[Exercise directions] Line by line, transcribe the data shown below.

** Opening Data listing block **

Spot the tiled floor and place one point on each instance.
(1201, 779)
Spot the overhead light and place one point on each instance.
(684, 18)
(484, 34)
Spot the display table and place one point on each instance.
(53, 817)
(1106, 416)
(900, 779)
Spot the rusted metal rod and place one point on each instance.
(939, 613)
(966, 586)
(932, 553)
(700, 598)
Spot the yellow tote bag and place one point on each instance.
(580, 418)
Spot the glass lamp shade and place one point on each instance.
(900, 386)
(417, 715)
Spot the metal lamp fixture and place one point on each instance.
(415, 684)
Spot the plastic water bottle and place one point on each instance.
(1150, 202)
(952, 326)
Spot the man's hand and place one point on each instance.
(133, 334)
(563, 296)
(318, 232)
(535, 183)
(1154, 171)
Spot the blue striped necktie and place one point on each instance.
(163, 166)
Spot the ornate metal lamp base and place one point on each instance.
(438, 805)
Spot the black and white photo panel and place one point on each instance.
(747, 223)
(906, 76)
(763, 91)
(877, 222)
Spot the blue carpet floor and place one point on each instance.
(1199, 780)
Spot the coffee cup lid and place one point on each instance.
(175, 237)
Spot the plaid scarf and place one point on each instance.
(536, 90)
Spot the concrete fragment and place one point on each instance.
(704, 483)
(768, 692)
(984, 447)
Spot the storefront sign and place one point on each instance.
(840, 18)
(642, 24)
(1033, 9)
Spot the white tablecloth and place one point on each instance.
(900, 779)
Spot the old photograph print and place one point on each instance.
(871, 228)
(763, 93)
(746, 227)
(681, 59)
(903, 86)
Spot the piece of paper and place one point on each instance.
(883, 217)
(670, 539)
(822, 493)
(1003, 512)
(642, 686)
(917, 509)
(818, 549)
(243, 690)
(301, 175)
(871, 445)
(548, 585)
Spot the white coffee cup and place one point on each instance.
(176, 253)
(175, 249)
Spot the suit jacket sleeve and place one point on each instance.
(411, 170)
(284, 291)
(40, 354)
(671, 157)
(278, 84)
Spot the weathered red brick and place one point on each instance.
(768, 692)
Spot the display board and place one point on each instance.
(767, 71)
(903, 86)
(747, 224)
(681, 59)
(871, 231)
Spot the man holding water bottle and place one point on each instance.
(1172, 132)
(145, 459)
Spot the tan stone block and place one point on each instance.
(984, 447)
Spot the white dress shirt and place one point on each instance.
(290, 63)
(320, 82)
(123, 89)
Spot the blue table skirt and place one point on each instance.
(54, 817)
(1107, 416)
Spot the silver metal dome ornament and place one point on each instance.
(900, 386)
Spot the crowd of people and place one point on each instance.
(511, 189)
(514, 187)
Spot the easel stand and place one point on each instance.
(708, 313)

** Closing Data listing block **

[Written response]
Spot the tiled floor and place one point on each instance.
(1201, 779)
Spot the overhead light and place one point on each instance.
(684, 18)
(484, 34)
Spot the display table and place one point on each instance.
(53, 817)
(1106, 416)
(900, 779)
Spot the rusted metal rod and place one point on each instance.
(939, 613)
(966, 586)
(932, 553)
(700, 598)
Spot the yellow tote bag and place one point on each instance.
(580, 418)
Spot the glass lamp shade and place one point on each instance.
(900, 386)
(417, 715)
Spot the metal lamp fixture and place one point on each instance.
(415, 684)
Spot the plastic water bottle and place one point on each instance.
(1150, 202)
(952, 326)
Spot the man's hand and place one point on each instance.
(133, 334)
(563, 296)
(318, 232)
(535, 183)
(1154, 171)
Spot the blue striped necktie and place one point on each instance.
(163, 166)
Spot the ornate metal lamp base and place one point on each instance.
(438, 805)
Spot the black and white photo panel and place one point on each instance.
(747, 223)
(906, 76)
(763, 91)
(877, 222)
Spot the blue carpet floor and place one point on each instance.
(1199, 780)
Spot the coffee cup lid and place one point on each instance.
(175, 237)
Spot the plaid scarf and place one point on each instance.
(536, 90)
Spot the concrete fragment and place one point on each instance.
(704, 483)
(768, 692)
(984, 447)
Spot the storefront sign and place one point on each instance.
(840, 18)
(642, 24)
(1033, 9)
Spot the white tablecloth and place one point on each instance.
(900, 779)
Spot the old photograph print and place one point on each instance.
(871, 228)
(763, 93)
(746, 227)
(681, 59)
(903, 86)
Spot the piece of paper and place one point on each instance.
(883, 217)
(670, 539)
(822, 493)
(1003, 512)
(642, 686)
(917, 509)
(818, 549)
(243, 690)
(301, 175)
(871, 445)
(548, 585)
Spot the white coffee cup and place one point on each instance.
(176, 253)
(175, 249)
Spot the suit jacket sleeve and place one point on each instance.
(411, 170)
(284, 291)
(40, 354)
(671, 157)
(278, 84)
Spot the weathered red brick and place one point on each instance.
(768, 692)
Spot the display board and place one point on each instance.
(767, 71)
(903, 86)
(747, 224)
(681, 59)
(871, 231)
Spot the man holding water bottle and place one point on each instance.
(1172, 132)
(145, 459)
Spot the tan stone block and place one point on each instance.
(984, 447)
Spot the white dress shirt and place one point on each instance.
(290, 63)
(320, 82)
(123, 89)
Spot the blue table skirt and place one point on each instance.
(54, 817)
(1107, 416)
Spot the silver metal dome ornament and place one point on each instance.
(900, 386)
Spot the crowd of people and place one point on each instance.
(511, 189)
(514, 187)
Spot the easel stand and place one point on each instance.
(708, 313)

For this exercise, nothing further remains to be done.